**WORK TO COMPLETE:** Pull out each line of the records below that contains the string "block". Case counts.

**AVAILABLE DATA:**
──────────

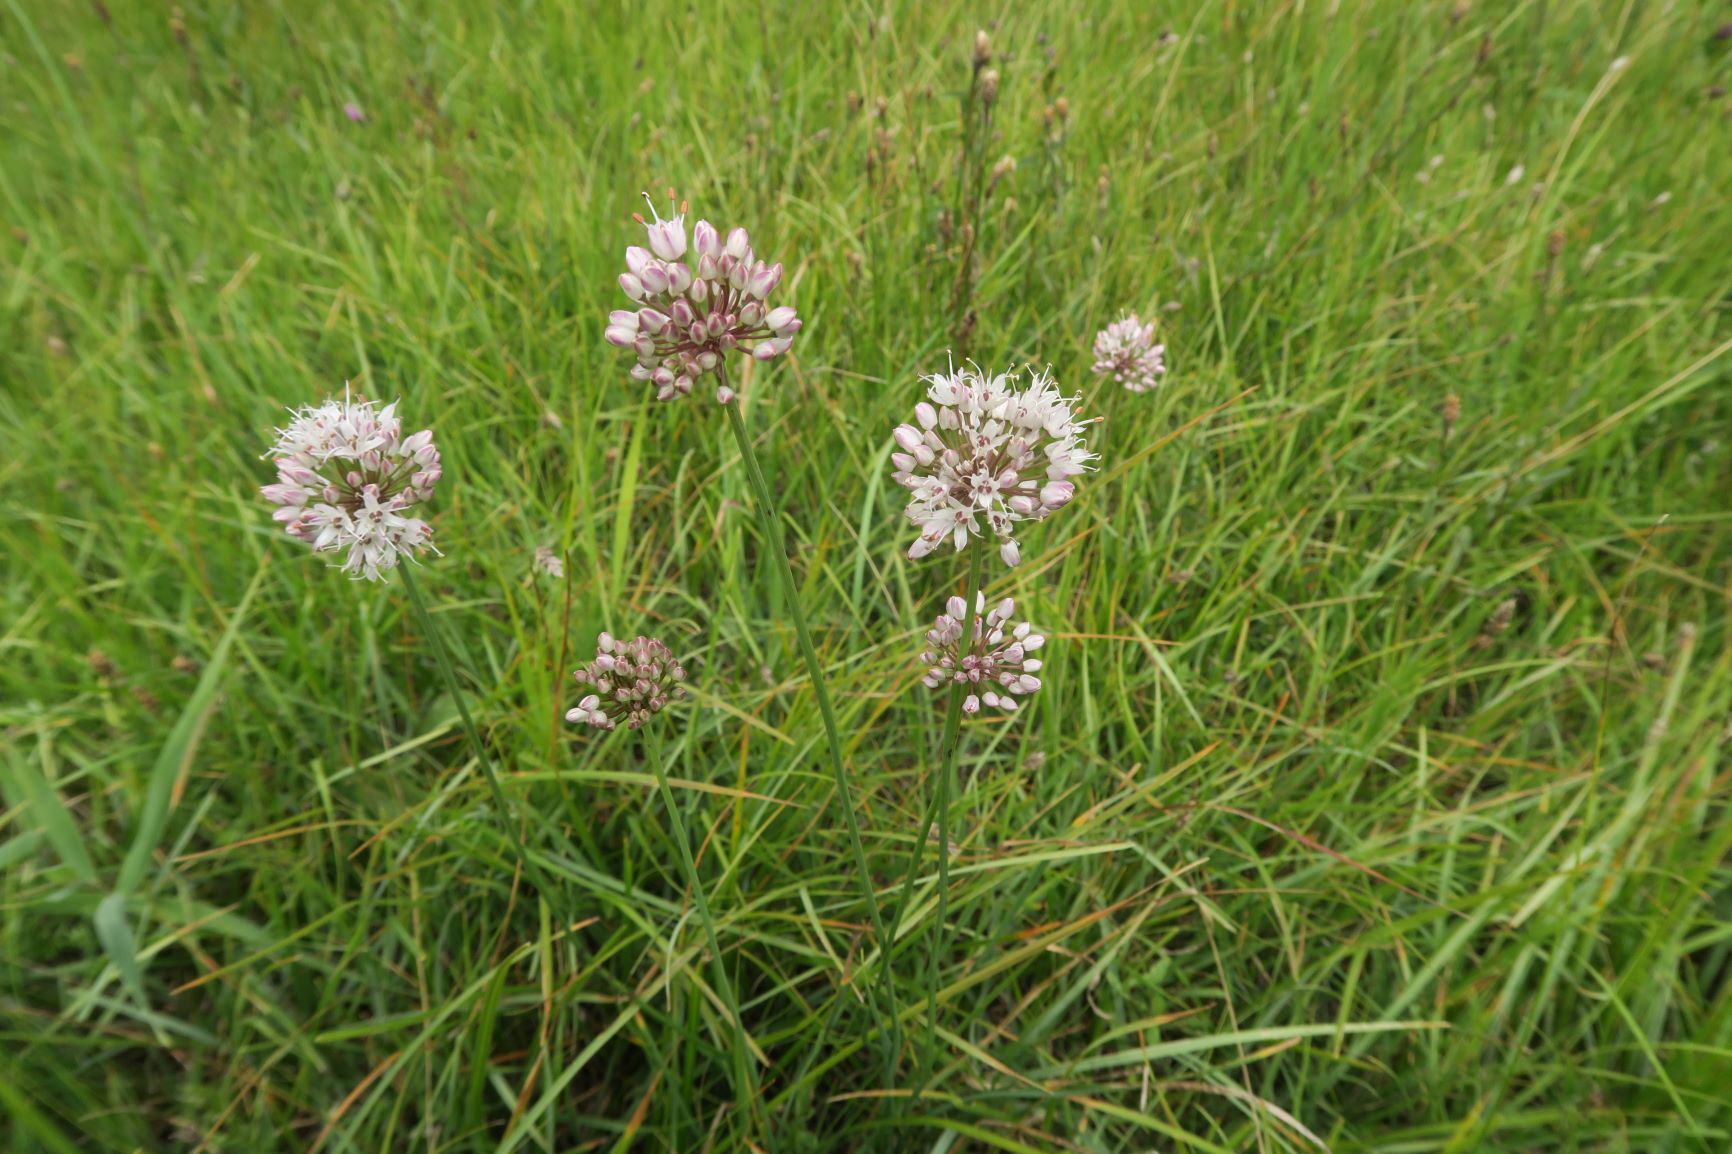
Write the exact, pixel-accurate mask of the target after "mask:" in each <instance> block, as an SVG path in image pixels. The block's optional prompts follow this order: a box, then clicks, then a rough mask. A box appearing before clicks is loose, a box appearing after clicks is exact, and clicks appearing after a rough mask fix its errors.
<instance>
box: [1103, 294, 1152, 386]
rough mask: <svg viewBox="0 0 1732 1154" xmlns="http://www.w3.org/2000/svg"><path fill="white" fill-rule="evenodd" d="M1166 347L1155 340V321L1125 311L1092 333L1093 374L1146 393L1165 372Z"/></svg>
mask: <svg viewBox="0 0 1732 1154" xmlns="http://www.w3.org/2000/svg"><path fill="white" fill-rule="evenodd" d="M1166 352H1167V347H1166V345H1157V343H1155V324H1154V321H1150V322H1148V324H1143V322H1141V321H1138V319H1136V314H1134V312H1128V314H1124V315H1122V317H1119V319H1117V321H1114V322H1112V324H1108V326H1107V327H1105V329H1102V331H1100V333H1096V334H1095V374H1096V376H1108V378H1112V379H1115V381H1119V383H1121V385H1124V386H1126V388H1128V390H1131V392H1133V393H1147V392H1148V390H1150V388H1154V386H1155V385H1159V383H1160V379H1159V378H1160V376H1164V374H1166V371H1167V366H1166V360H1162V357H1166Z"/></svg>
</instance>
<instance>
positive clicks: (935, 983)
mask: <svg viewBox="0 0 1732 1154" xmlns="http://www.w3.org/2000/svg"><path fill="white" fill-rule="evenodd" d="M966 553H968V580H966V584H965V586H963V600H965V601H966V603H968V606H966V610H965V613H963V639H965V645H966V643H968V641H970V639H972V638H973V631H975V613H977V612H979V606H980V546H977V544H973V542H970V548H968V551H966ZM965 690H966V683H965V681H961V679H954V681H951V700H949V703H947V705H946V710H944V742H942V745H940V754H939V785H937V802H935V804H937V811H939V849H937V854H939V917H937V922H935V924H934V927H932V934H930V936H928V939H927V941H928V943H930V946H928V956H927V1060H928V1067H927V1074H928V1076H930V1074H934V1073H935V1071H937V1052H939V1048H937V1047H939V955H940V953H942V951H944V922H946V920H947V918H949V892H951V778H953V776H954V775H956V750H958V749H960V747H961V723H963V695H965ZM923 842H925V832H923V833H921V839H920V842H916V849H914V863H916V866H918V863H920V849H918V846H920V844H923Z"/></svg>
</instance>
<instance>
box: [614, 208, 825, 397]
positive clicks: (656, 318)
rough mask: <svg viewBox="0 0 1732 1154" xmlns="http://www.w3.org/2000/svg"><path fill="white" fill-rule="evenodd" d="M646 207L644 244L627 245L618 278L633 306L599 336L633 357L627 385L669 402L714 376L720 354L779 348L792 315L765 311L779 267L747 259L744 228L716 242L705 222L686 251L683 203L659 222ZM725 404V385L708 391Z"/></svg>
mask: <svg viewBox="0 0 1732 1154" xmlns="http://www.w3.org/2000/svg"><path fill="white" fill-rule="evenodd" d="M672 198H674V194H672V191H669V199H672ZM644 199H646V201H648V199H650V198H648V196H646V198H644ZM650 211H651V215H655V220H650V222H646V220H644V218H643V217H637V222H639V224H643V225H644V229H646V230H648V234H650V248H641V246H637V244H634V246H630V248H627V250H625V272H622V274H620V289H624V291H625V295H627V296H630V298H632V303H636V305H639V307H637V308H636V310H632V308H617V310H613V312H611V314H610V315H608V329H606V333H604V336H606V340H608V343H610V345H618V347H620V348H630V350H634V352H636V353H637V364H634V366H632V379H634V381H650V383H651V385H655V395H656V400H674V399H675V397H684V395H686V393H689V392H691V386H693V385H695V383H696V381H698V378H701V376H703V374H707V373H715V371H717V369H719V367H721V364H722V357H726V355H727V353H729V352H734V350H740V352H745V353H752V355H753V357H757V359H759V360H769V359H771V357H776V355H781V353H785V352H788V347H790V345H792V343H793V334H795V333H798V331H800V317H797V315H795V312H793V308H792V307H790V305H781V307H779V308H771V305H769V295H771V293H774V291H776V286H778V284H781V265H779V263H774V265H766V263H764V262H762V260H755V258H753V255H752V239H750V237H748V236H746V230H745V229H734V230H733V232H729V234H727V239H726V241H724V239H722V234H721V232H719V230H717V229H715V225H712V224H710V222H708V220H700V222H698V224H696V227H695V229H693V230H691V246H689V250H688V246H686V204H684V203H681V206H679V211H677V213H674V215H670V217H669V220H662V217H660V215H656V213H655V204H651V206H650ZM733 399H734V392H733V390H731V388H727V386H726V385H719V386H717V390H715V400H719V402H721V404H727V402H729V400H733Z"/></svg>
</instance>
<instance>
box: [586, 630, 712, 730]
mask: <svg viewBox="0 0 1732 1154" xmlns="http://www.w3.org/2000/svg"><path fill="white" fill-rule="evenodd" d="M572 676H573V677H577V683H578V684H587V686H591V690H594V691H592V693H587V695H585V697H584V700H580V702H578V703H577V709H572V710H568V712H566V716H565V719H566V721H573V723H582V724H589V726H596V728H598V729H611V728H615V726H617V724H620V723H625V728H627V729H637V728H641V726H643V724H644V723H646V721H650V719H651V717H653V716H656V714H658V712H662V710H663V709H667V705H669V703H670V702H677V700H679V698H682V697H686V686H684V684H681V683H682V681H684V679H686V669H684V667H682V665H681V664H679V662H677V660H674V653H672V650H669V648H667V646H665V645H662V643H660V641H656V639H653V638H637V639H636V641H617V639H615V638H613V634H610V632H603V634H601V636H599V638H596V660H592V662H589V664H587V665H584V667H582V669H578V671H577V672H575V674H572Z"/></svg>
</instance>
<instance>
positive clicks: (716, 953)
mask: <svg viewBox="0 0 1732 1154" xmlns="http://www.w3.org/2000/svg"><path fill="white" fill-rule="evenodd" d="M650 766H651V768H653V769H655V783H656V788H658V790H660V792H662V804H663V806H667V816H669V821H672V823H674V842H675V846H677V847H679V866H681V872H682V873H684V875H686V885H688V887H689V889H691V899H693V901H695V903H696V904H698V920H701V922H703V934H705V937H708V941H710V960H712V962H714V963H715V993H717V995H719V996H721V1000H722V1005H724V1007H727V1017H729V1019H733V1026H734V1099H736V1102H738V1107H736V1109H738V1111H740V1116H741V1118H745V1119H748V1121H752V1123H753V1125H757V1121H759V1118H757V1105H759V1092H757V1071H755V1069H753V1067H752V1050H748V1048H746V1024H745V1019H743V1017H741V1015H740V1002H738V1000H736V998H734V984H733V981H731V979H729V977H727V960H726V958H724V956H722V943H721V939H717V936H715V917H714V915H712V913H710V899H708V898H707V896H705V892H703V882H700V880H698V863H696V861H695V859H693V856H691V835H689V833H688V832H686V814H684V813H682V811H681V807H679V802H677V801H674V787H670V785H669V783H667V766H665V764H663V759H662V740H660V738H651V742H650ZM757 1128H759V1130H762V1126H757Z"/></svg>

──────────

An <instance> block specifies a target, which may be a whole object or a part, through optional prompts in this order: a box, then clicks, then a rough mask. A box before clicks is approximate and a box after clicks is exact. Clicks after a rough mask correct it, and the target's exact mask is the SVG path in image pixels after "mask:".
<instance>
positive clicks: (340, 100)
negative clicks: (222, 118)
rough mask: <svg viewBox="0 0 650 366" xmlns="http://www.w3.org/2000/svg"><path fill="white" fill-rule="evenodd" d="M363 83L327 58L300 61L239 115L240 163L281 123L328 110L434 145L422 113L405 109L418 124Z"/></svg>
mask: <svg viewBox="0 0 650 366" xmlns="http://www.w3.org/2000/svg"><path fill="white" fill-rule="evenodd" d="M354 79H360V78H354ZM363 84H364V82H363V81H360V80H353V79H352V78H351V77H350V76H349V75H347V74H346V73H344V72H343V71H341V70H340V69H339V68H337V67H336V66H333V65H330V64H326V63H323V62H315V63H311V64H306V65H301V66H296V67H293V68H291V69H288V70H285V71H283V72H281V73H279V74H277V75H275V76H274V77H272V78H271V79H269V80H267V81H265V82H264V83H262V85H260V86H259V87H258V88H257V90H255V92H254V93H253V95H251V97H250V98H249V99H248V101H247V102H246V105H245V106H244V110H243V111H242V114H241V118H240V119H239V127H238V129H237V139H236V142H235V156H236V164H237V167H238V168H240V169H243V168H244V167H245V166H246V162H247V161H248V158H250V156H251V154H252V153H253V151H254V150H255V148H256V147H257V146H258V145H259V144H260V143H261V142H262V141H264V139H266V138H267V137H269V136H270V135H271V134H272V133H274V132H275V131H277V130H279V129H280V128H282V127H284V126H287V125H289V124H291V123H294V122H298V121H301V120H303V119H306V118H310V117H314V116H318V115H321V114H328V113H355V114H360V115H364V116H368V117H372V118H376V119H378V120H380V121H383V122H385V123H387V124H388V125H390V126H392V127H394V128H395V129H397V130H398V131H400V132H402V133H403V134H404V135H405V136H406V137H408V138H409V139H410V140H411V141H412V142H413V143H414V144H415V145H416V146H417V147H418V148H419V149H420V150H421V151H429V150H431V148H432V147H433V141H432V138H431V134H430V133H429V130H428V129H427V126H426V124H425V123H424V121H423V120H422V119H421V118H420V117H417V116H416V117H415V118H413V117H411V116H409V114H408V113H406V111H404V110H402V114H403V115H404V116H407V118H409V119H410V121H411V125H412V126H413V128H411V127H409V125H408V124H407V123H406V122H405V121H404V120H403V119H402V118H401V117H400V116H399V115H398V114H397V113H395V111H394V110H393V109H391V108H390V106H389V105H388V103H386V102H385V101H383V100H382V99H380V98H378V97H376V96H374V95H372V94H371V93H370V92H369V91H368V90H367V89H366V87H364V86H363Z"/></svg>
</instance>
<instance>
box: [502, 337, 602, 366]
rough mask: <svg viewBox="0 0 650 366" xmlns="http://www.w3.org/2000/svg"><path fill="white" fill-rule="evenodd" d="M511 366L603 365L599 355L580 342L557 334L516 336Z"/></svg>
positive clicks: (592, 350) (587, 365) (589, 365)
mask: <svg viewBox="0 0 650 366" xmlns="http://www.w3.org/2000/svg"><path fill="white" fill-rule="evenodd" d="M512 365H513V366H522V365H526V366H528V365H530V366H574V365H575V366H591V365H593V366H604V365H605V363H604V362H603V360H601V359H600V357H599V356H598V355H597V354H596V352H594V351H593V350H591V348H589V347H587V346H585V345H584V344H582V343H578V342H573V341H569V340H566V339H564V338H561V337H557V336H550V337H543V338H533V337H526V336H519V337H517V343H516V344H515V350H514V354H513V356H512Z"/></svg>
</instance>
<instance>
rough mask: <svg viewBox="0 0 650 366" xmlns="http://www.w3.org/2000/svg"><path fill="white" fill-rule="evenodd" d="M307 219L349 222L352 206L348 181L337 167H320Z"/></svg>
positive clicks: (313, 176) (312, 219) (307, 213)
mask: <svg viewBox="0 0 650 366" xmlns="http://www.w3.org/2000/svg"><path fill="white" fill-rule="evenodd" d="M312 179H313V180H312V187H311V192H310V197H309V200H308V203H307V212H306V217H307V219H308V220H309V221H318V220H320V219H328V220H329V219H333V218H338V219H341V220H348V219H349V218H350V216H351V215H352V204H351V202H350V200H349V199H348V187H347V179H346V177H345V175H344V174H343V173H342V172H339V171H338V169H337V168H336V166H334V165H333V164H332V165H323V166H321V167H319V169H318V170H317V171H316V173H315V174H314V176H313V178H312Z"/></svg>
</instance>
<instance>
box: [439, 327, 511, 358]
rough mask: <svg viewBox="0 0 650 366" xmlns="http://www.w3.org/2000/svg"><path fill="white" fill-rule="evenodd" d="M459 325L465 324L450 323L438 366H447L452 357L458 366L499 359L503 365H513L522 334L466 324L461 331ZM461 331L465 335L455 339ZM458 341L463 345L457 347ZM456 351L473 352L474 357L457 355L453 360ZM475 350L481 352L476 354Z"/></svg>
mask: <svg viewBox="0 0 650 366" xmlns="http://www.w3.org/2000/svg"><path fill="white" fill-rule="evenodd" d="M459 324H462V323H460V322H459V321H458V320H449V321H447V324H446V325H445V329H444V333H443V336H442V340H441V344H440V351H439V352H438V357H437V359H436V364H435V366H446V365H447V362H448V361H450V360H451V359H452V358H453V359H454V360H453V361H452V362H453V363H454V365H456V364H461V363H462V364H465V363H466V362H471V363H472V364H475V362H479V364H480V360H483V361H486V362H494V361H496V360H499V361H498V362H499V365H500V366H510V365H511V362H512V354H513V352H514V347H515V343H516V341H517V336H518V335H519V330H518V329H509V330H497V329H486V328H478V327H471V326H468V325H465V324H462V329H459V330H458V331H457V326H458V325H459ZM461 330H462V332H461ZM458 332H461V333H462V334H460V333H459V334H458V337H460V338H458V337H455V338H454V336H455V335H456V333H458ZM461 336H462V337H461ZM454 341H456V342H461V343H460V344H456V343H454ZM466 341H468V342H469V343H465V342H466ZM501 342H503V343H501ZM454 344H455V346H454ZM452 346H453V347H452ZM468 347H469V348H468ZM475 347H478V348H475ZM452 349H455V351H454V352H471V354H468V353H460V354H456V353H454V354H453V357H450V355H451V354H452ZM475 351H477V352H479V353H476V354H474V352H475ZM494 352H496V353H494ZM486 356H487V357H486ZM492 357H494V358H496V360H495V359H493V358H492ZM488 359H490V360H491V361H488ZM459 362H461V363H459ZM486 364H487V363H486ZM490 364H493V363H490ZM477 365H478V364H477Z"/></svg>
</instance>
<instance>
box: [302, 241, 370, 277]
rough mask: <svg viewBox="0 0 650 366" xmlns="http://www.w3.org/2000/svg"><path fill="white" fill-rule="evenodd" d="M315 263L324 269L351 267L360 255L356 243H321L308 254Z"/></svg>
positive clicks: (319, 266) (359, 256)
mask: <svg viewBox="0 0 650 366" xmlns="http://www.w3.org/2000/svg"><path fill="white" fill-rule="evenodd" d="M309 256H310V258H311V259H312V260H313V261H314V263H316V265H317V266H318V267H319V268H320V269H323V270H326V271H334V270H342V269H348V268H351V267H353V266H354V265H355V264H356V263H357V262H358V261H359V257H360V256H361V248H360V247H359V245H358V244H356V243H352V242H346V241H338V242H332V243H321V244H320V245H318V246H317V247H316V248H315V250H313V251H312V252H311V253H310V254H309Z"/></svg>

──────────

**ANSWER TO THIS PROBLEM:**
Write the exact, pixel-accurate mask of the target after "mask:" in each <instance> block, as an SVG path in image pixels. The block's optional prompts follow this order: a box, then clicks, then a rough mask. A box appearing before clicks is loose, a box appearing after clicks is exact, and clicks appearing after a rough mask fix its errors.
An <instance> block specifies a target, which may be a whole object or a part, through optional prompts in this order: a box, then clicks, then a rough mask. A box before clicks is approximate and a box after clicks is exact. Clicks after a rough mask correct it, and the target's exact mask is the SVG path in image pixels after "mask:".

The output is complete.